→ **WORK TO COMPLETE**
Reproduce every line of the records in the stretch from the line containing "Question. The photograph above contains instances of the man's" through the end of the records, with nothing left out. Increase each coordinate in the answers by 88.

-- Start DATA SHOWN --

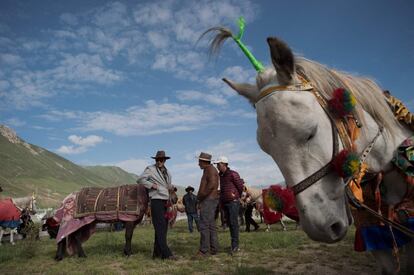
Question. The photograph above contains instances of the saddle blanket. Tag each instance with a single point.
(125, 199)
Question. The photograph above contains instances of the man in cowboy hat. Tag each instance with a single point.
(208, 201)
(190, 203)
(157, 179)
(231, 189)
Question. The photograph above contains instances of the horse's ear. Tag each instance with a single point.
(247, 90)
(282, 59)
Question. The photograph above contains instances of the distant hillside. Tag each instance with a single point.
(26, 168)
(113, 174)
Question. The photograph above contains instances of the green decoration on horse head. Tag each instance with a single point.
(257, 64)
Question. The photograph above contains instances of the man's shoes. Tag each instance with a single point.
(200, 255)
(172, 258)
(234, 251)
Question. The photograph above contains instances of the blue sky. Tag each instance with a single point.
(110, 83)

-- End DATA SHOWN --

→ **RESULT**
Question. The photograph above contains instances of the man's shoes. Tag each instance with a single point.
(288, 343)
(260, 346)
(322, 339)
Question. The photograph above contains instances of the blue sky. Tag each instance with a single point.
(198, 171)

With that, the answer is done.